**Textauszug**
Auf meiner Startnummer steht mein Name, hatte ich auch noch nie. Wie nett!
Wenn man im Nachbardorf startet, kennt man ungefähr jeden zweiten. Und so steht meine Fitnessstudio-Kollegin Sandra auf einmal neben mir und fragt wenige Sekunden vor dem Start: "Oh, ist jetzt noch Zeit für ein Selfie?" - na klar...
Dann gehts los. 10 Kilometer. 2 Runden. Ich kenne die Strecke nicht, aber habe nur zwei Sachen gehört: Schön grün solls sein, schön durch die Natur. Und verdammt hügelig. So hügelig, dass man das nicht unterschätzen sollte. Ich unterschätze hier gar nichts, ich mache mir ernsthafte Sorgen um Anstiege, die ich womöglich gehend bewältigen muss. Wer weiß, was es hier im Hinterland für ungeahnte Berge gibt?! Und so rechne ich mit dem Schlimmsten. Hinter jeder Kurve könnte er kommen, der gefürchtete Anstieg.

Gespeicherte Daten:
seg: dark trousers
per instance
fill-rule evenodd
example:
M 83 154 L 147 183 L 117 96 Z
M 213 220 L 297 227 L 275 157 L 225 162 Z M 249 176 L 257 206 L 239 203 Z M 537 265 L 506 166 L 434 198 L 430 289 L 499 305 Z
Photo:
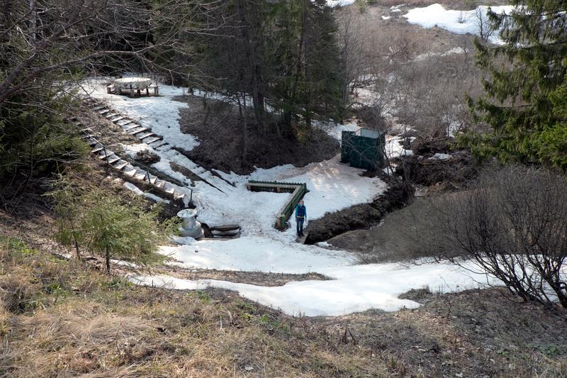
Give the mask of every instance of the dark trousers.
M 305 221 L 305 218 L 298 218 L 296 217 L 296 223 L 297 223 L 297 233 L 298 235 L 301 235 L 303 233 L 303 221 Z

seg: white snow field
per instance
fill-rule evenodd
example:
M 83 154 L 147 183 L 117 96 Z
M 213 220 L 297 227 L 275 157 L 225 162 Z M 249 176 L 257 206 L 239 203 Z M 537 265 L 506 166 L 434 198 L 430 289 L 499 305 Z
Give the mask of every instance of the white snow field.
M 453 11 L 445 9 L 442 5 L 435 4 L 424 8 L 410 9 L 404 17 L 410 23 L 423 28 L 438 26 L 457 34 L 471 33 L 480 35 L 481 23 L 485 28 L 488 26 L 486 12 L 488 8 L 486 6 L 479 6 L 472 11 Z M 509 5 L 490 8 L 493 11 L 500 14 L 510 14 L 514 9 L 513 6 Z M 492 43 L 503 43 L 498 30 L 490 35 L 488 40 Z
M 310 191 L 305 196 L 308 221 L 320 218 L 326 212 L 370 202 L 383 193 L 386 184 L 378 178 L 361 176 L 361 169 L 341 164 L 338 156 L 303 167 L 288 165 L 257 169 L 247 176 L 216 171 L 221 179 L 172 148 L 178 146 L 190 150 L 198 143 L 180 130 L 179 111 L 188 105 L 174 101 L 173 97 L 184 94 L 184 89 L 160 85 L 162 96 L 159 97 L 130 99 L 107 94 L 106 82 L 103 79 L 91 79 L 84 83 L 84 88 L 93 97 L 106 101 L 115 110 L 152 128 L 170 144 L 157 149 L 142 143 L 125 145 L 126 153 L 133 156 L 136 151 L 148 149 L 158 155 L 161 160 L 152 167 L 185 183 L 180 190 L 188 194 L 193 191 L 193 200 L 200 221 L 209 226 L 237 223 L 242 227 L 242 236 L 237 239 L 176 238 L 177 245 L 160 249 L 161 253 L 172 257 L 171 265 L 189 269 L 318 272 L 332 279 L 292 282 L 278 287 L 215 280 L 189 281 L 167 276 L 133 276 L 133 282 L 179 289 L 225 288 L 266 306 L 281 308 L 286 313 L 310 316 L 342 315 L 368 308 L 396 311 L 415 308 L 419 306 L 417 303 L 399 299 L 398 296 L 410 289 L 425 286 L 444 292 L 477 287 L 477 282 L 486 282 L 484 276 L 449 265 L 357 265 L 352 254 L 325 248 L 328 244 L 305 245 L 296 243 L 293 217 L 286 231 L 280 232 L 274 228 L 276 215 L 289 194 L 249 191 L 245 187 L 248 180 L 305 182 Z M 358 126 L 327 123 L 324 128 L 330 135 L 340 138 L 341 130 L 356 130 Z M 409 153 L 399 144 L 399 138 L 388 139 L 388 152 L 392 155 Z M 174 171 L 170 166 L 174 162 L 204 177 L 218 189 L 203 181 L 192 182 Z M 143 195 L 135 186 L 125 185 Z
M 473 266 L 471 267 L 473 268 Z M 226 281 L 191 281 L 168 276 L 137 276 L 132 280 L 148 286 L 177 289 L 218 287 L 292 316 L 340 316 L 369 308 L 395 311 L 420 304 L 398 296 L 411 289 L 434 292 L 461 291 L 494 284 L 495 280 L 449 264 L 371 264 L 318 269 L 335 279 L 299 281 L 281 287 L 261 287 Z

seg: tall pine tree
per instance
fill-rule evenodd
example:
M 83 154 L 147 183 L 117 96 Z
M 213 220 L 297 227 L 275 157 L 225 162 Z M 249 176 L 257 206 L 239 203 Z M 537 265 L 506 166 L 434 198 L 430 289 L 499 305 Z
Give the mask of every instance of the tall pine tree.
M 539 162 L 567 169 L 567 1 L 514 0 L 510 15 L 490 13 L 504 44 L 476 42 L 478 64 L 488 74 L 485 96 L 469 99 L 487 135 L 462 141 L 479 157 Z

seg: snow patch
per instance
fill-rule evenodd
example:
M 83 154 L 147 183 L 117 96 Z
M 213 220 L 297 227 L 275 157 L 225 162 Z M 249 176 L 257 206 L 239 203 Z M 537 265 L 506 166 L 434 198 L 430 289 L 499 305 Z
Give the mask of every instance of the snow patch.
M 475 265 L 468 264 L 470 269 Z M 467 267 L 469 267 L 467 266 Z M 415 308 L 420 304 L 398 296 L 412 289 L 430 288 L 445 293 L 483 287 L 498 282 L 485 274 L 473 273 L 451 264 L 371 264 L 316 271 L 335 279 L 292 282 L 281 287 L 261 287 L 226 281 L 191 281 L 168 276 L 136 276 L 133 282 L 177 289 L 218 287 L 284 313 L 306 316 L 339 316 L 369 308 L 395 311 Z
M 481 23 L 486 26 L 488 18 L 486 12 L 489 8 L 500 14 L 510 14 L 515 9 L 515 6 L 510 5 L 491 7 L 479 6 L 472 11 L 454 11 L 445 9 L 439 4 L 434 4 L 424 8 L 410 9 L 404 17 L 410 23 L 419 25 L 423 28 L 437 26 L 457 34 L 471 33 L 480 35 Z M 481 20 L 478 19 L 477 15 L 481 17 Z M 495 32 L 490 37 L 489 41 L 496 44 L 503 43 L 498 32 Z

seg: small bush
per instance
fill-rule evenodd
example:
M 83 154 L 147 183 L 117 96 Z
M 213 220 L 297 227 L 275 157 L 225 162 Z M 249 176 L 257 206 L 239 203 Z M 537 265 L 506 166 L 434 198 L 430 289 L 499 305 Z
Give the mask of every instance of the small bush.
M 431 202 L 422 248 L 459 263 L 471 259 L 524 300 L 567 308 L 567 181 L 509 167 L 472 190 Z

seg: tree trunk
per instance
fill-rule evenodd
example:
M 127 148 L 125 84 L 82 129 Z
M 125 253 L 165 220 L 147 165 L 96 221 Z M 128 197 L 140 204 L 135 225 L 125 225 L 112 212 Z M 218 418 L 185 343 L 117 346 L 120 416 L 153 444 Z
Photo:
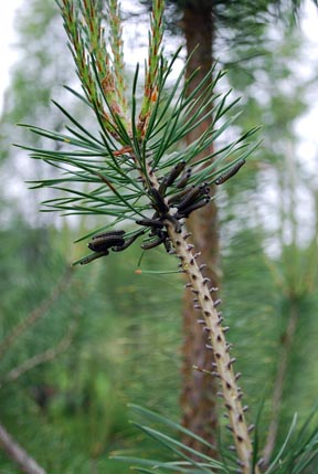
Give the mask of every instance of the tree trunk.
M 187 76 L 189 77 L 200 66 L 199 74 L 190 85 L 189 93 L 191 93 L 212 66 L 214 24 L 211 7 L 204 7 L 203 2 L 198 2 L 198 6 L 192 4 L 184 8 L 182 28 L 187 41 L 188 57 L 197 48 L 189 60 Z M 192 143 L 202 135 L 202 131 L 211 124 L 211 119 L 212 116 L 192 130 L 187 136 L 187 143 Z M 212 147 L 205 150 L 205 154 L 210 152 L 212 152 Z M 198 156 L 198 159 L 202 157 Z M 211 193 L 214 193 L 213 189 Z M 187 225 L 192 232 L 195 247 L 202 253 L 200 263 L 208 265 L 204 276 L 211 278 L 212 286 L 219 286 L 219 232 L 214 201 L 192 215 Z M 190 291 L 186 291 L 183 305 L 184 343 L 182 348 L 183 380 L 180 399 L 182 424 L 214 445 L 218 429 L 218 383 L 210 375 L 206 376 L 193 369 L 193 365 L 195 365 L 199 368 L 211 370 L 213 355 L 212 351 L 205 350 L 206 334 L 197 323 L 198 315 L 193 312 L 192 296 Z M 184 435 L 182 441 L 200 452 L 209 453 L 212 456 L 216 455 L 216 450 L 209 450 L 189 436 Z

**Aufgaben**
a – Fasse den Laufbericht in zwei Sätzen zusammen.
b – Stimmen die folgenden Aussagen mit dem Laufbericht überein? Antworte jeweils mit Ja oder Nein und zitiere die entscheidenden Worte. (i) Die erzählende Person kennt die Strecke bereits. (ii) Der Lauf führt über 10 Kilometer in 2 Runden. (iii) Sandra kennt die erzählende Person aus dem Fitnessstudio.
c – Setze den Laufbericht nach seinem letzten Satz fort.
Das gespeicherte Material steht für sich und gehört nicht zum Laufbericht.

**Lösungen**
a – Die erzählende Person startet bei einem Lauf im Nachbardorf, trägt eine Startnummer mit ihrem Namen und wird von ihrer Fitnessstudio-Kollegin Sandra wenige Sekunden vor dem Start um ein Selfie gebeten. Die Strecke über 10 Kilometer in 2 Runden kennt sie nicht, hat aber gehört, dass sie grün und sehr hügelig sei, und rechnet deshalb besorgt mit gefürchteten Anstiegen.

b –
(i) Nein: „Ich kenne die Strecke nicht“
(ii) Ja: „10 Kilometer. 2 Runden.“
(iii) Ja: „meine Fitnessstudio-Kollegin Sandra“

c –
Er kommt nicht. Nie. Es geht sanft bergauf, sanft bergab, auf und ab, durch die Felder, immer asphaliert. Um Kurven, hinter denen keine Monster-Berge warten. Nur kleine Hügel, die okay sind. Insgesamt habe ich das Gefühl, dass es mehr bergab als bergauf geht. Der einzige etwas knackige Anstieg ist kurz vor dem Ziel - gemein, aber da wir hier ja zwei Mal vorbei müssen, schaue ich mir in der ersten Runde alles an und stelle mich drauf ein. 

Überhaupt bin ich in der ersten Runde nur mit durch die Gegend gucken beschäftigt - am Himmel sind dunkle Wolken, die Sonne scheint aber noch und lässt die Rapsfelder knallgelb leuchten. Dazu Kirschbäume, diese bunten Hügel und irgendwie ist alles leuchtend blau, grün oder gelb. Ich versuche alles aufzusaugen, weil ich sicher bin, dass die Sonne in der zweiten Runde nicht mehr alles so zum Leuchten bringen wird. Es ist eine sonnige Nacht - wenn mir langweilig wird, kann ich wenigstens künftig sämtlichen Läufen Songtitel verpassen.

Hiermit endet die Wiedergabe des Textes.